• **DIRECTIVE**:
Gather every line of the material below that contains the string "weathered", treating uppercase and lowercase letters as different. Copy each of those lines in full.

Region annotation items
*-*-*

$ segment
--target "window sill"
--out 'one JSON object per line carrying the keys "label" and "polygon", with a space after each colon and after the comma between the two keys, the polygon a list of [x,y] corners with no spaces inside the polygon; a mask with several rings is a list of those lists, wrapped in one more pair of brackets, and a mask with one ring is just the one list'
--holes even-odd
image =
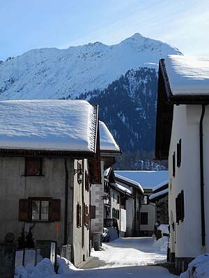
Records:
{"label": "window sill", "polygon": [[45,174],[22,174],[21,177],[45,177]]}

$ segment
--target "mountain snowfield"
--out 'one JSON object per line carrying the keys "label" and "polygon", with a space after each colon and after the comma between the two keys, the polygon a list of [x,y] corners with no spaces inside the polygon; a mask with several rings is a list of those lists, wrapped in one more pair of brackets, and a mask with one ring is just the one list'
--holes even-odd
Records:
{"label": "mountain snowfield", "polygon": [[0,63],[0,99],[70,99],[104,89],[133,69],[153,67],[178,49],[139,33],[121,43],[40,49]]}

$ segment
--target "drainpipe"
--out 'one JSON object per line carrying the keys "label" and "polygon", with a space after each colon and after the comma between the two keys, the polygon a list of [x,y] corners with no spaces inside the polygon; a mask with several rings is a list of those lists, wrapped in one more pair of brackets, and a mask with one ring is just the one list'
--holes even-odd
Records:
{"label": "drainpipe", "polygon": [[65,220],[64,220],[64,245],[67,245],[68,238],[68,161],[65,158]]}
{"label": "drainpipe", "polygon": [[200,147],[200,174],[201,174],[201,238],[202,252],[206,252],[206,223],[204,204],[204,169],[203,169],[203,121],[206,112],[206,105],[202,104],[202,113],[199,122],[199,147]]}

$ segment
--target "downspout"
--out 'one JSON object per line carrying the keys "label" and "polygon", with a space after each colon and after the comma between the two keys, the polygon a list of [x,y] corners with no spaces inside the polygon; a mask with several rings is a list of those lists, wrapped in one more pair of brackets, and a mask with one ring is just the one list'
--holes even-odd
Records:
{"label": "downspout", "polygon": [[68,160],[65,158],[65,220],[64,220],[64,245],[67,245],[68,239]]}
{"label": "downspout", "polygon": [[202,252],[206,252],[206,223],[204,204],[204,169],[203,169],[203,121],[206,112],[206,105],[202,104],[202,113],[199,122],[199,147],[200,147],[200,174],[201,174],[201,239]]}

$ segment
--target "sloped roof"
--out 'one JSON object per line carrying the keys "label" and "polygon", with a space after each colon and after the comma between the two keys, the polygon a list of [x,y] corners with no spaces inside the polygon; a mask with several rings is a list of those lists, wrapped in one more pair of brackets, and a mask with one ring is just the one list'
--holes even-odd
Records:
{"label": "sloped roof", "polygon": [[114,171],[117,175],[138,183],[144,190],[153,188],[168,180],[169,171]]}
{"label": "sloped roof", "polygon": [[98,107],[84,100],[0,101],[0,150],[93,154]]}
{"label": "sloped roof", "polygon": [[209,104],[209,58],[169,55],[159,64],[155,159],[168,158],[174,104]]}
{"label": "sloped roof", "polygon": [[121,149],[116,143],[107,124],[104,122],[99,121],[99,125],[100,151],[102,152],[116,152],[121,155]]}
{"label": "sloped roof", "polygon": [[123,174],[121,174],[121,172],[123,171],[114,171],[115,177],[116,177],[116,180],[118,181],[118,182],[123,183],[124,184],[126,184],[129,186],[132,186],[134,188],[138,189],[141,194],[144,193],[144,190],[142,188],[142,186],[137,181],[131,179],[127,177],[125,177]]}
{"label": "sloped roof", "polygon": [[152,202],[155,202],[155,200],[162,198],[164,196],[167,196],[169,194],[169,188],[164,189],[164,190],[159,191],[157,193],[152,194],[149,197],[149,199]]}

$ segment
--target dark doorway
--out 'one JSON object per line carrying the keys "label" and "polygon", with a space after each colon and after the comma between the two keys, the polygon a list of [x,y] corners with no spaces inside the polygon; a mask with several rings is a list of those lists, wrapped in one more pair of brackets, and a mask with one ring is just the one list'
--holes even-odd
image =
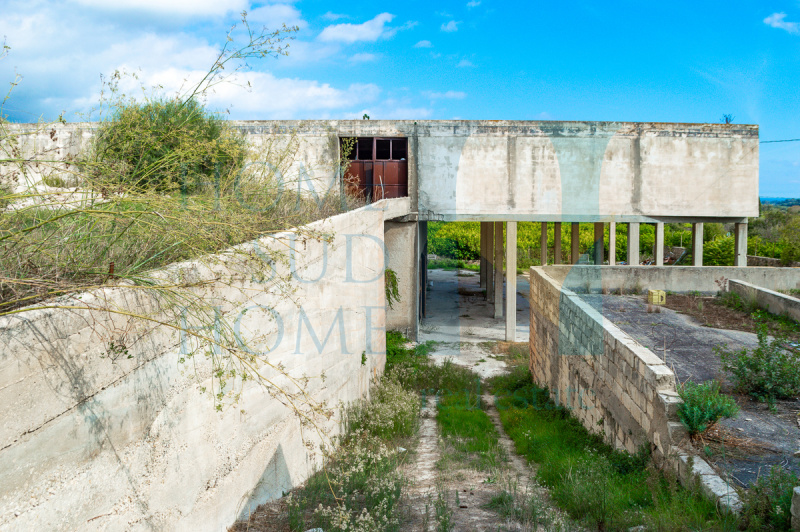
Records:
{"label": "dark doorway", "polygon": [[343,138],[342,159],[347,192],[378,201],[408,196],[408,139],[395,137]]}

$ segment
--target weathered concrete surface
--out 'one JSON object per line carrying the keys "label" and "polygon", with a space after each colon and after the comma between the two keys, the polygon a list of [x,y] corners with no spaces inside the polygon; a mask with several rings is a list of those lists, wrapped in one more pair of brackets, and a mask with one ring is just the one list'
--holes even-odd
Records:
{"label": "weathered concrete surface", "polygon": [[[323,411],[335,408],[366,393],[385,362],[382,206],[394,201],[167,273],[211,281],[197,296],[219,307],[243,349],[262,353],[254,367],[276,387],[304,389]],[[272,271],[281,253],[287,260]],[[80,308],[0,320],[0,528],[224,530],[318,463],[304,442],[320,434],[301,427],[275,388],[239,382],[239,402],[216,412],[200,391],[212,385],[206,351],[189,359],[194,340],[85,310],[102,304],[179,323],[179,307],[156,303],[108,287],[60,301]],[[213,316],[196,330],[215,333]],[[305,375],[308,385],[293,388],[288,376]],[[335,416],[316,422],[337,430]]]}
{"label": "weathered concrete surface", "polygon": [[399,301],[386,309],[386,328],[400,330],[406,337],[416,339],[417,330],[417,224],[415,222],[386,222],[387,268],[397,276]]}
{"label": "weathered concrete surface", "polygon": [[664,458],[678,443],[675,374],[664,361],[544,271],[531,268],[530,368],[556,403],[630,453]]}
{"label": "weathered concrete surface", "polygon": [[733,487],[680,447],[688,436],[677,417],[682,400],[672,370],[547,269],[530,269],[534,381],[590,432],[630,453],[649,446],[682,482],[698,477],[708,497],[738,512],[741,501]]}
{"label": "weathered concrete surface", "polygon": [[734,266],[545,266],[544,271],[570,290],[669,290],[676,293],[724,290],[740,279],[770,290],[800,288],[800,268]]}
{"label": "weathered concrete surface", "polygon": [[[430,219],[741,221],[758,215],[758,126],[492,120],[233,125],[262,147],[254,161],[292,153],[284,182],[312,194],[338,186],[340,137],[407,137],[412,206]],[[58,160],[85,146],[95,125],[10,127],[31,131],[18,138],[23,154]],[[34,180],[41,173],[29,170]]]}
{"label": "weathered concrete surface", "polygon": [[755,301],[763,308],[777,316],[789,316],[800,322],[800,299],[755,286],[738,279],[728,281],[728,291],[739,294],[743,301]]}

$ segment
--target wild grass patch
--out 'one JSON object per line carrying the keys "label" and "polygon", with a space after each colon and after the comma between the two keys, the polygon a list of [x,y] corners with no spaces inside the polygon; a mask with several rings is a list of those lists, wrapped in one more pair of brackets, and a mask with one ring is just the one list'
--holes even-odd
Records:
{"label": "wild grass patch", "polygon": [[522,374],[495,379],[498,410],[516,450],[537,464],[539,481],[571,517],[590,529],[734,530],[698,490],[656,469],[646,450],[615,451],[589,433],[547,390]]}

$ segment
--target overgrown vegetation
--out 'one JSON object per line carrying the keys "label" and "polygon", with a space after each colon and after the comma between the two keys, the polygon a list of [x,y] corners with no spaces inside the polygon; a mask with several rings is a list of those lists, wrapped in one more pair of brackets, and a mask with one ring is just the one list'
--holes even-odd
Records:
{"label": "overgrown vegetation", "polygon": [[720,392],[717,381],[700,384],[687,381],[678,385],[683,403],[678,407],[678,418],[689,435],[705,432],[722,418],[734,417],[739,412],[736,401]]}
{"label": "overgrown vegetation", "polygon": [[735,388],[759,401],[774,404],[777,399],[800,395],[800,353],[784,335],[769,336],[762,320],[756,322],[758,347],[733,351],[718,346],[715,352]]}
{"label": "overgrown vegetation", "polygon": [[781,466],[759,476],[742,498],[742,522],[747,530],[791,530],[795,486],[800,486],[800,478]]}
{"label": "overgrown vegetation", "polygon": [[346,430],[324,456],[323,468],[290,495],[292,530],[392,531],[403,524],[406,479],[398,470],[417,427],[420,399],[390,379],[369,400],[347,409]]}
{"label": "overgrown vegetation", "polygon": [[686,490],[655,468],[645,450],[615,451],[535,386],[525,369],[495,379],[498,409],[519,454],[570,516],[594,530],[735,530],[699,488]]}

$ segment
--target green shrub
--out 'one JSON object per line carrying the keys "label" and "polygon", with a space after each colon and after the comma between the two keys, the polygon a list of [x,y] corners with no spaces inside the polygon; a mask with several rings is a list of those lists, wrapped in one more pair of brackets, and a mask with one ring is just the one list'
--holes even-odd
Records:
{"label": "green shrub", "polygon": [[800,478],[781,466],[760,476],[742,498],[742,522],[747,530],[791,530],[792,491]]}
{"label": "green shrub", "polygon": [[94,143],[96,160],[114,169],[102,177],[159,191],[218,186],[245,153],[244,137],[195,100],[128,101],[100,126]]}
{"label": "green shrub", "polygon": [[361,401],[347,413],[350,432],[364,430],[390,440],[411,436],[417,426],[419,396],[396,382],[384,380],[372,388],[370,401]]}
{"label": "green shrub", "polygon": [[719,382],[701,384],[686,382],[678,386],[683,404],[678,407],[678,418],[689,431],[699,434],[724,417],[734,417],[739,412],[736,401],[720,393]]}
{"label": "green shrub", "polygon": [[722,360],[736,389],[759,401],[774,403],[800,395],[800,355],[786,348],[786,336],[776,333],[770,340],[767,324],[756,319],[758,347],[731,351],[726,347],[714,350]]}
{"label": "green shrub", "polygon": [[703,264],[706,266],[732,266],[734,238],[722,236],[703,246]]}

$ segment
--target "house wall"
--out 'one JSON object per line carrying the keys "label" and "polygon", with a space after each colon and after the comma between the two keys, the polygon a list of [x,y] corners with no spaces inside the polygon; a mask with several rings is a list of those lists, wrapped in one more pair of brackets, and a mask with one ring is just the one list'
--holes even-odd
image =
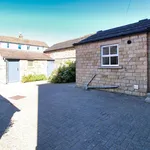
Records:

*-*-*

• **TASK SOLUTION**:
--target weathered concrete surface
{"label": "weathered concrete surface", "polygon": [[[323,411],[335,408],[366,393],[385,362],[382,206],[394,201],[167,273],[211,281],[197,296],[219,307],[243,349],[262,353],[254,367],[276,387],[304,389]],[[272,271],[281,253],[287,260]],[[80,308],[0,320],[0,528],[224,530],[318,463],[304,442],[320,434],[301,427],[275,388],[239,382],[239,402],[216,412],[200,391],[212,385],[206,351],[189,359],[194,340],[85,310],[102,304],[179,323],[179,307],[156,303],[108,287],[60,301]],[[213,316],[196,330],[215,333]],[[305,375],[308,385],[293,388],[288,376]],[[335,416],[316,422],[337,430]]]}
{"label": "weathered concrete surface", "polygon": [[399,301],[386,309],[386,328],[400,330],[406,337],[416,339],[417,330],[417,224],[415,222],[386,222],[387,268],[397,276]]}
{"label": "weathered concrete surface", "polygon": [[664,458],[678,443],[675,374],[664,361],[544,271],[531,268],[530,368],[556,403],[630,453]]}
{"label": "weathered concrete surface", "polygon": [[733,487],[680,447],[688,436],[677,417],[682,400],[672,370],[547,269],[530,269],[534,381],[590,432],[630,453],[649,446],[682,482],[698,477],[708,497],[738,512],[741,501]]}
{"label": "weathered concrete surface", "polygon": [[734,266],[545,266],[544,271],[570,290],[669,290],[676,293],[724,290],[740,279],[770,290],[800,288],[800,268]]}
{"label": "weathered concrete surface", "polygon": [[[430,219],[741,221],[758,215],[758,126],[492,120],[233,125],[262,147],[254,161],[292,153],[284,182],[312,194],[338,186],[340,137],[407,137],[412,206]],[[58,160],[85,146],[95,125],[10,127],[31,131],[18,138],[23,154]],[[34,180],[41,173],[29,170]]]}
{"label": "weathered concrete surface", "polygon": [[755,301],[763,308],[777,316],[789,316],[800,322],[800,299],[755,286],[738,279],[728,281],[728,291],[739,294],[743,301]]}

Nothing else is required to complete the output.